§ **Provided passage**:
══════

NHSE Review 1996 May Article: Cluster Management Software -- Chapter 6 -- Glossary of Terms

NHSE Review^TM 1996 Volume First Issue

Cluster Management Software

| <- PREV | Index | Next -> |
NHSE Review^TM: Comments · Archive · Search

Chapter 6 -- Glossary of Terms

AFS
AFS is a distributed filesystem that enables co-operating hosts (clients and servers) to share filesystem resources across both local area and wide area networks. AFS is based on a distributed file system originally developed at the Information Technology Center at Carnegie-Mellon University that was called the "Andrew File System". AFS is marketed, maintained, and extended by Transarc Corporation.

Amdahl's Law
A rule first formalised by Gene Amdahl in 1967, which states that if F is the fraction of a calculation that is serial and 1-F the fraction that can be parallelised, then the speedup that can be achieved using P processors is: 1/(F + (1-F)/P) which has a limiting value of 1/F for an infinite number of processors. This no matter how many processors are employed, if a calculation has a 10% serial component, the maximum speedup obtainable is 10.

Application Programming Interface (API)
A set of library routine definitions with which third party software developers can write portable programs. Examples are the Berkeley Sockets for applications to transfer data over networks, those published by Microsoft for their Windows graphical user interface, and the Open/GL graphics library initiated by Silicon Graphics Inc. for displaying three dimensional rendered objects.

Bandwidth
The communications capacity (measured in bits per second) of a transmission line or of a specific path through the network. Contiguous bandwidth is a synonym for consecutive grouped channels in multiplexer, switch or DACS; i.e. 256kbps (4 x 64kbps channels).

Batching System
A batching system is one that controls the access to computing resources of applications. Typically a user will send a request the batch manager agent to run an application. The batch manager agent will then place the job (See definition below) in a queue (normally FIFO).

Cluster Computing
A commonly found computing environment consists of many workstations connected together by a local area network. The workstations, which have become increasingly powerful over the years, can together, be viewed as a significant computing resource. This resource is commonly know as cluster of workstations.

Distributed Computing Environment (DCE)

══════

§ **Referring expression data**:
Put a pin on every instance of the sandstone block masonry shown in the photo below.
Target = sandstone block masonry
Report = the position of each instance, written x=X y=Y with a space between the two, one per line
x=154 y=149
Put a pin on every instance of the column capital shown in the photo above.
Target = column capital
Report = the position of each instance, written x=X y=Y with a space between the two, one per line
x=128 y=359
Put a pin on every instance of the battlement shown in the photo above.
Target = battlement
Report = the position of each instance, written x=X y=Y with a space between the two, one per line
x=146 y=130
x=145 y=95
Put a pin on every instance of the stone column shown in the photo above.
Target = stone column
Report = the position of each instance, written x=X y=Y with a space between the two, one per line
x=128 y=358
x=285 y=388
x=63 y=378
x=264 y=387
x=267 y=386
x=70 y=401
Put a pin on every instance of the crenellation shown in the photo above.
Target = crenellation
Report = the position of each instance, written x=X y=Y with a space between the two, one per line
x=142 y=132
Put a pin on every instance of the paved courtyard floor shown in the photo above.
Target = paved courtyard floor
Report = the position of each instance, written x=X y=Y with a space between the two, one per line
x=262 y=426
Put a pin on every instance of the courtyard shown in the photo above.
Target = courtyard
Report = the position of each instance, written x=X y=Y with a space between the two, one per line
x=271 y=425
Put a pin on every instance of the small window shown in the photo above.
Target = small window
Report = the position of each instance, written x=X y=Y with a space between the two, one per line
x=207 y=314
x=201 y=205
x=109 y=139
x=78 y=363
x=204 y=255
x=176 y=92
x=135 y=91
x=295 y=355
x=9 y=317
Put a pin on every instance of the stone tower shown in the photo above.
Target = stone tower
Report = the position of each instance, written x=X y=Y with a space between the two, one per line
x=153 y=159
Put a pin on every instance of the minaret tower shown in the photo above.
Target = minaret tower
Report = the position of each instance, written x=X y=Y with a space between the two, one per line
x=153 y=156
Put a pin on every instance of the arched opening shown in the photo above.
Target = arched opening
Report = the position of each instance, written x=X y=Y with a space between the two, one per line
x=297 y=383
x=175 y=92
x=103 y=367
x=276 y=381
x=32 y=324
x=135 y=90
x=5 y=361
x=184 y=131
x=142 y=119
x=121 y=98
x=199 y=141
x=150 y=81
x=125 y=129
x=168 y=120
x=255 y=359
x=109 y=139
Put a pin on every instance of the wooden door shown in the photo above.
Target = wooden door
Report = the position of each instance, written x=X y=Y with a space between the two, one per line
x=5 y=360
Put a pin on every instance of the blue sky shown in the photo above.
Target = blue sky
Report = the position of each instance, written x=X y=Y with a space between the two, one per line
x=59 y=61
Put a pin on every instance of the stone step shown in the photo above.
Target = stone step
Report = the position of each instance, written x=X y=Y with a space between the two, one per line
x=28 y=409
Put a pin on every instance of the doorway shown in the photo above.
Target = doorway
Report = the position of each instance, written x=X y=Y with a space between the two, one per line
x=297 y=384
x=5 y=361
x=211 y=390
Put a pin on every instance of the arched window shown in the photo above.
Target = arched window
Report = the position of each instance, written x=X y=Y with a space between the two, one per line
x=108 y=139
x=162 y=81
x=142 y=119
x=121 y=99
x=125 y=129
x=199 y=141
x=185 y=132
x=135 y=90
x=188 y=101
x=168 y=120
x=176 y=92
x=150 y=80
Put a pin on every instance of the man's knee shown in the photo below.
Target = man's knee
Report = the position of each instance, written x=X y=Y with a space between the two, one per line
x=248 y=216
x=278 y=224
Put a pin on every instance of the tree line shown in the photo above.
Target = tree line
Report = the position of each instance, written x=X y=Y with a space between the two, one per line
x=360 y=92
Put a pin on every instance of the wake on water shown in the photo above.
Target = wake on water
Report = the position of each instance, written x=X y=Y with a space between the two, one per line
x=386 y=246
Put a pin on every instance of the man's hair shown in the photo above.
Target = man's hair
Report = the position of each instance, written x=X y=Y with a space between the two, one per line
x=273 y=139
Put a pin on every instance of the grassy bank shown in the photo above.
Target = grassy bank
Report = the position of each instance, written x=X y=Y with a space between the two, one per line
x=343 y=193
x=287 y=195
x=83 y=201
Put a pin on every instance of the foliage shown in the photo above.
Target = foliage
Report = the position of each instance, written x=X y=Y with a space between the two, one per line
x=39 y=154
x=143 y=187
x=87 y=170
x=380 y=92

══════

§ **Exercises**:
1 > In the glossary, what company markets, maintains, and extends AFS?
2 > Output the part of the glossary that opens with the words containing "A set of library" and closes with "x 64kbps channels).".
3 > Recast the glossary paragraph beginning "A set of library routine definitions" as a short bulleted list that keeps its main facts.

§ **Response list**:
1 > Transarc Corporation.

2 >
A set of library routine definitions with which third party software developers can write portable programs. Examples are the Berkeley Sockets for applications to transfer data over networks, those published by Microsoft for their Windows graphical user interface, and the Open/GL graphics library initiated by Silicon Graphics Inc. for displaying three dimensional rendered objects.

Bandwidth
The communications capacity (measured in bits per second) of a transmission line or of a specific path through the network. Contiguous bandwidth is a synonym for consecutive grouped channels in multiplexer, switch or DACS; i.e. 256kbps (4 x 64kbps channels).

3 >
- An API is a set of library routine definitions that let third party software developers write portable programs.
- Example: Berkeley Sockets, for applications that transfer data over networks.
- Example: the routines Microsoft published for its Windows graphical user interface.
- Example: the Open/GL graphics library, initiated by Silicon Graphics Inc., for displaying three dimensional rendered objects.